YOUR GOAL
An exact copy of every entry below is needed.

════════════════

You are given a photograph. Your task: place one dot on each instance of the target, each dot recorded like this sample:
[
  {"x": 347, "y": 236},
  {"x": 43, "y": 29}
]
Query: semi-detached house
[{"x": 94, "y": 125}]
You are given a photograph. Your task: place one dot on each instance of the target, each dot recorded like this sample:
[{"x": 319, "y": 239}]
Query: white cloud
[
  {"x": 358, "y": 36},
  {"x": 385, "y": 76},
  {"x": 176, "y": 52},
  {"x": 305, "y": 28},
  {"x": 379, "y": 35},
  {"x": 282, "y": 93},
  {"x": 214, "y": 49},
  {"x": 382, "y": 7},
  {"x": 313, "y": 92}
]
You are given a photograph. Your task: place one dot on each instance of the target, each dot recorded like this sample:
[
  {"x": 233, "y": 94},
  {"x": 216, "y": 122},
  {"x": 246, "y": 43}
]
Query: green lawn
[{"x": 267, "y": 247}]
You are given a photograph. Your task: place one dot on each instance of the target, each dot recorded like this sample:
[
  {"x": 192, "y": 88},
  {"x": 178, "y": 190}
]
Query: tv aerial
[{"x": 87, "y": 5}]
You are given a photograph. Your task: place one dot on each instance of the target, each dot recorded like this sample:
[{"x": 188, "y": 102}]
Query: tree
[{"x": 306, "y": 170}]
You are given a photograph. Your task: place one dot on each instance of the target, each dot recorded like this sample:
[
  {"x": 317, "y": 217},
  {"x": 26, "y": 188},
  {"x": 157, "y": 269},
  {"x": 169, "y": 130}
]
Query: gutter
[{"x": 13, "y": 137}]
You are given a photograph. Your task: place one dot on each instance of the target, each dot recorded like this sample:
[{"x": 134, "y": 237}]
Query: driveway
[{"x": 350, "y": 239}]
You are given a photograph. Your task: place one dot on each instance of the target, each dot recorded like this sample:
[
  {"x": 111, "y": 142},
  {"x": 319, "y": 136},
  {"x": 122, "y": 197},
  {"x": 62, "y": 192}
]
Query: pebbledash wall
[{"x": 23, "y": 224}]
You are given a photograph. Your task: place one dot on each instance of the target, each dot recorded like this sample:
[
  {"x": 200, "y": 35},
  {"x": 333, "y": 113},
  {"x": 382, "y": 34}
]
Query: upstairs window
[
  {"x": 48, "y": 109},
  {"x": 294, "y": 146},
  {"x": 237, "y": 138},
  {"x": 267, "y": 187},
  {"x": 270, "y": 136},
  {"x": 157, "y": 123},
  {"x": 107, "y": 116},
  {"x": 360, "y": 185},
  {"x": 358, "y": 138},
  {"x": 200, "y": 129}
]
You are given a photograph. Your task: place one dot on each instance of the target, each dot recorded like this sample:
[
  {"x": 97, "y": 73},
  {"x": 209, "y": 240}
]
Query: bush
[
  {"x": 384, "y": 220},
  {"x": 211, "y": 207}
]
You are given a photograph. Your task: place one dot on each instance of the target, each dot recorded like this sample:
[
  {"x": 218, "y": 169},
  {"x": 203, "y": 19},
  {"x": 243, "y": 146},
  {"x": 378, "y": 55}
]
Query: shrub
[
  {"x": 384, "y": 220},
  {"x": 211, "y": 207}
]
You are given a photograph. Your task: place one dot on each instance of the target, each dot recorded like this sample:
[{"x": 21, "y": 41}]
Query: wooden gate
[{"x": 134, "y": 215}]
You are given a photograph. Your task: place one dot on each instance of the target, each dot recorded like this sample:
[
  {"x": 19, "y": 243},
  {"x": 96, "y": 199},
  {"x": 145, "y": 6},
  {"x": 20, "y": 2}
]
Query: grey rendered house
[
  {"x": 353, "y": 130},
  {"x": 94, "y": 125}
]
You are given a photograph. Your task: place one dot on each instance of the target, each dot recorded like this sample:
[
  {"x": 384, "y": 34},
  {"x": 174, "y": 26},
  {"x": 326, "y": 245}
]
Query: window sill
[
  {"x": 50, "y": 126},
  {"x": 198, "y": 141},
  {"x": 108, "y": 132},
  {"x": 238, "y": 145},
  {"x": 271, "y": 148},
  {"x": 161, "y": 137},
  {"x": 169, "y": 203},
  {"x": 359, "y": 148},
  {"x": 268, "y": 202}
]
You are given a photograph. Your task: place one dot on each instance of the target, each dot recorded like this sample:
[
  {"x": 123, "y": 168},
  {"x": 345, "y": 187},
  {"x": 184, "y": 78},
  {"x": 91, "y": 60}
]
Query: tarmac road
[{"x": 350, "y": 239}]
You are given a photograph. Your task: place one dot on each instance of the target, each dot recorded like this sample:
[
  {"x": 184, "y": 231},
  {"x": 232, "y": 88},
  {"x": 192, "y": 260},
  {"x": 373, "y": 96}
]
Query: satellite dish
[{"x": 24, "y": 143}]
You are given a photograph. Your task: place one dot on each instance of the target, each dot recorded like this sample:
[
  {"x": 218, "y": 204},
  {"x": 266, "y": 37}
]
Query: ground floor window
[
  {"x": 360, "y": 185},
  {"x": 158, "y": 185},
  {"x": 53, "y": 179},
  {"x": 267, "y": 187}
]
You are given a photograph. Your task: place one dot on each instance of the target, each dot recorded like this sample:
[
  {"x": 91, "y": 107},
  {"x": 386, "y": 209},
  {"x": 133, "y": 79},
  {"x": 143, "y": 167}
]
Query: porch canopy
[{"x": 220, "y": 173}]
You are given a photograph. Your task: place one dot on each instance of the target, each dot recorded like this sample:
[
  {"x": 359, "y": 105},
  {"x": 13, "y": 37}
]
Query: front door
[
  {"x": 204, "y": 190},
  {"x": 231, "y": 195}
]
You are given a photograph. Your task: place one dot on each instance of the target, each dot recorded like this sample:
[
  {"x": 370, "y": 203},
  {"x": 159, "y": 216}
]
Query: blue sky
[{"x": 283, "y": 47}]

════════════════

RESPONSE TO THIS TASK
You are given a photograph. Your task: place one dot on each instance of the target, each dot recorded like this sample:
[
  {"x": 347, "y": 236},
  {"x": 43, "y": 29}
]
Query: semi-detached house
[{"x": 94, "y": 125}]
You are given a photograph. Your task: place one dot on each instance of the target, each dot recorded like this sample:
[{"x": 319, "y": 239}]
Query: white cloud
[
  {"x": 358, "y": 36},
  {"x": 385, "y": 76},
  {"x": 176, "y": 52},
  {"x": 305, "y": 28},
  {"x": 379, "y": 35},
  {"x": 282, "y": 93},
  {"x": 214, "y": 49},
  {"x": 382, "y": 7},
  {"x": 313, "y": 92}
]
You are given a photograph. Your task: place one dot on each instance of the target, each dot recorded like this sample:
[
  {"x": 233, "y": 94},
  {"x": 216, "y": 122},
  {"x": 246, "y": 43}
]
Query: green lawn
[{"x": 267, "y": 247}]
You are given a photograph. Your task: place one dot on each instance of the target, each dot recorded like this sample:
[
  {"x": 192, "y": 88},
  {"x": 178, "y": 190}
]
Query: tv aerial
[{"x": 87, "y": 5}]
You are given a photograph. Your task: place one dot on each instance of the target, each dot recorded like this sample:
[{"x": 188, "y": 102}]
Query: tree
[{"x": 306, "y": 170}]
You are given a photograph. Your task: place one dot on each instance of the target, each dot recorded like this sample:
[
  {"x": 317, "y": 217},
  {"x": 26, "y": 188},
  {"x": 157, "y": 269},
  {"x": 169, "y": 130}
]
Query: gutter
[{"x": 13, "y": 137}]
You are given a photograph. Your task: place one dot on each instance of the target, each dot recorded like this sample:
[{"x": 134, "y": 237}]
Query: driveway
[{"x": 350, "y": 239}]
You are given a photograph. Your task: place one dot on each instance of the target, each dot recorded like this sample:
[
  {"x": 111, "y": 142},
  {"x": 319, "y": 136},
  {"x": 122, "y": 197},
  {"x": 62, "y": 192}
]
Query: pebbledash wall
[{"x": 23, "y": 224}]
You are given a photograph. Your task: place one dot on each instance of the target, each dot recorded like this sample:
[
  {"x": 200, "y": 35},
  {"x": 333, "y": 113},
  {"x": 382, "y": 34}
]
Query: upstairs window
[
  {"x": 48, "y": 109},
  {"x": 294, "y": 146},
  {"x": 237, "y": 138},
  {"x": 267, "y": 187},
  {"x": 270, "y": 136},
  {"x": 157, "y": 123},
  {"x": 107, "y": 116},
  {"x": 360, "y": 185},
  {"x": 358, "y": 138},
  {"x": 200, "y": 129}
]
You are given a photograph. Your task: place one dot on each instance of the target, each dot recorded like this sample:
[
  {"x": 97, "y": 73},
  {"x": 209, "y": 240}
]
Query: bush
[
  {"x": 384, "y": 220},
  {"x": 211, "y": 207}
]
You are given a photograph. Your task: place one dot on each instance of the target, each dot recorded like this sample:
[
  {"x": 218, "y": 169},
  {"x": 203, "y": 19},
  {"x": 243, "y": 146},
  {"x": 378, "y": 55}
]
Query: shrub
[
  {"x": 384, "y": 220},
  {"x": 211, "y": 207}
]
You are given a photograph. Your task: place one dot on each instance of the target, each dot recorded like this sample:
[{"x": 21, "y": 41}]
Query: wooden gate
[{"x": 134, "y": 215}]
You are given a photograph. Your task: place one dot on each instance of the target, each dot recorded like this sample:
[
  {"x": 19, "y": 243},
  {"x": 96, "y": 199},
  {"x": 145, "y": 6},
  {"x": 20, "y": 2}
]
Query: grey rendered house
[
  {"x": 353, "y": 130},
  {"x": 94, "y": 125}
]
You are given a photograph. Your task: place one dot on each instance of the target, each dot recorded like this sample:
[
  {"x": 384, "y": 34},
  {"x": 174, "y": 26},
  {"x": 326, "y": 245}
]
Query: window sill
[
  {"x": 50, "y": 126},
  {"x": 198, "y": 141},
  {"x": 108, "y": 132},
  {"x": 238, "y": 145},
  {"x": 271, "y": 148},
  {"x": 161, "y": 137},
  {"x": 169, "y": 203},
  {"x": 359, "y": 148},
  {"x": 268, "y": 202}
]
You are given a photograph. Your task: place one dot on each instance of the target, each dot recorded like this sample:
[
  {"x": 123, "y": 168},
  {"x": 345, "y": 187},
  {"x": 184, "y": 78},
  {"x": 91, "y": 60}
]
Query: tarmac road
[{"x": 350, "y": 239}]
You are given a photograph. Your task: place one dot on each instance of the target, each dot recorded like this sample:
[
  {"x": 184, "y": 231},
  {"x": 232, "y": 88},
  {"x": 192, "y": 260},
  {"x": 373, "y": 96}
]
Query: satellite dish
[{"x": 24, "y": 143}]
You are given a photograph. Your task: place one dot on each instance of the target, each dot recorded like this sample:
[
  {"x": 218, "y": 204},
  {"x": 266, "y": 37}
]
Query: ground floor window
[
  {"x": 360, "y": 185},
  {"x": 158, "y": 185},
  {"x": 53, "y": 179},
  {"x": 267, "y": 187}
]
You are given a photograph. Your task: place one dot on each instance of the target, each dot recorded like this sample:
[
  {"x": 91, "y": 107},
  {"x": 386, "y": 209},
  {"x": 133, "y": 79},
  {"x": 143, "y": 167}
]
Query: porch canopy
[{"x": 220, "y": 173}]
You are given a photograph. Your task: place one dot on each instance of the target, each dot recorded like this sample:
[
  {"x": 359, "y": 105},
  {"x": 13, "y": 37}
]
Query: front door
[
  {"x": 204, "y": 190},
  {"x": 231, "y": 195}
]
You are given a photograph. Your task: place one dot on each instance of the target, each dot recorded like this sample:
[
  {"x": 370, "y": 203},
  {"x": 159, "y": 216}
]
Query: blue sky
[{"x": 283, "y": 47}]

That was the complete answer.